◆ Collection entries
--- START ---
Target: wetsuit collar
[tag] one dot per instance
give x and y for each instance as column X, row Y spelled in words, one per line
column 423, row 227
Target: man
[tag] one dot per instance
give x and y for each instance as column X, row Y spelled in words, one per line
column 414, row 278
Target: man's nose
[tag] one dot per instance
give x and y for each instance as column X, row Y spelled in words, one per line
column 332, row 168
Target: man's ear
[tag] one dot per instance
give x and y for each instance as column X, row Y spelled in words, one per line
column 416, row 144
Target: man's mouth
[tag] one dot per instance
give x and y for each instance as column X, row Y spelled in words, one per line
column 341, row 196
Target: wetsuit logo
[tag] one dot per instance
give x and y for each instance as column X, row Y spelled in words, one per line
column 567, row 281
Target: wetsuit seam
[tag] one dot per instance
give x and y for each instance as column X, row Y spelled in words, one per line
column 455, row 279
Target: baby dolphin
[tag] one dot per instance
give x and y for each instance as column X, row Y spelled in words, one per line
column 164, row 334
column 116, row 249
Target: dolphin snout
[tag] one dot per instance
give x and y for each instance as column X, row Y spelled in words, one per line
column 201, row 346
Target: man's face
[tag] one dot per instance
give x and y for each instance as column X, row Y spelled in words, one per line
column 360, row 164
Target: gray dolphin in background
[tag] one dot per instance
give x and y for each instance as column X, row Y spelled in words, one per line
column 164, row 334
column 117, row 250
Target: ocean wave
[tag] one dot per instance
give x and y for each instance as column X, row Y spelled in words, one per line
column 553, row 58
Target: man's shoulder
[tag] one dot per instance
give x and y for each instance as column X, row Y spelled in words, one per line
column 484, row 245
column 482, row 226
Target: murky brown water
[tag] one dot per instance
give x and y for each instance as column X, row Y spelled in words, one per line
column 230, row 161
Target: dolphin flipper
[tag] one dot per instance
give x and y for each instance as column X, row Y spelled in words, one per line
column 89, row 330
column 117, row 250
--- END ---
◆ Activity
Among the lines above, find those that contain the word "wetsuit" and copy them.

◆ Completed task
Target: wetsuit collar
Target: wetsuit logo
Target: wetsuit seam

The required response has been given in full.